## FRAGMENTY ZBIORU DANYCH:
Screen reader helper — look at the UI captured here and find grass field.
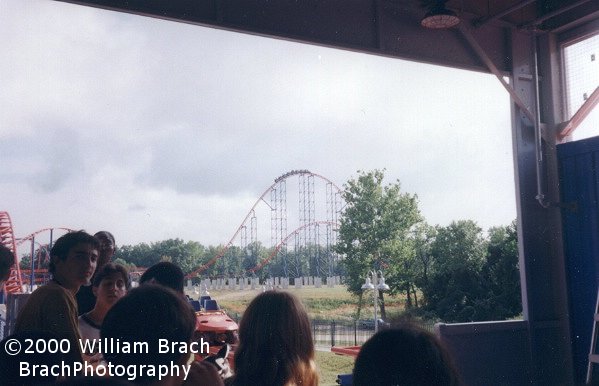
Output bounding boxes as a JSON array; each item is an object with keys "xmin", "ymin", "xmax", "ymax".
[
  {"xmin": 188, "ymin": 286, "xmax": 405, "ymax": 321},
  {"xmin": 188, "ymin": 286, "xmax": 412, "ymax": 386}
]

==

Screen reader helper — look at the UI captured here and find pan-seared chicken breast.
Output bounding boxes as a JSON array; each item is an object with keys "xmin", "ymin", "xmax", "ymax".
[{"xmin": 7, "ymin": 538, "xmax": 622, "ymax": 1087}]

## ZADANIE DO WYKONANIA:
Pokaż każdy wiersz powyższych rekordów, w którym występuje ciąg „xmin”.

## WYNIK:
Output bounding boxes as a JSON array; each item is an object with keys "xmin", "ymin", "xmax", "ymax".
  {"xmin": 188, "ymin": 286, "xmax": 405, "ymax": 321},
  {"xmin": 188, "ymin": 286, "xmax": 412, "ymax": 386}
Output bounding boxes as a JSON array; each item is an object with keys "xmin", "ymin", "xmax", "ymax".
[{"xmin": 7, "ymin": 538, "xmax": 622, "ymax": 1087}]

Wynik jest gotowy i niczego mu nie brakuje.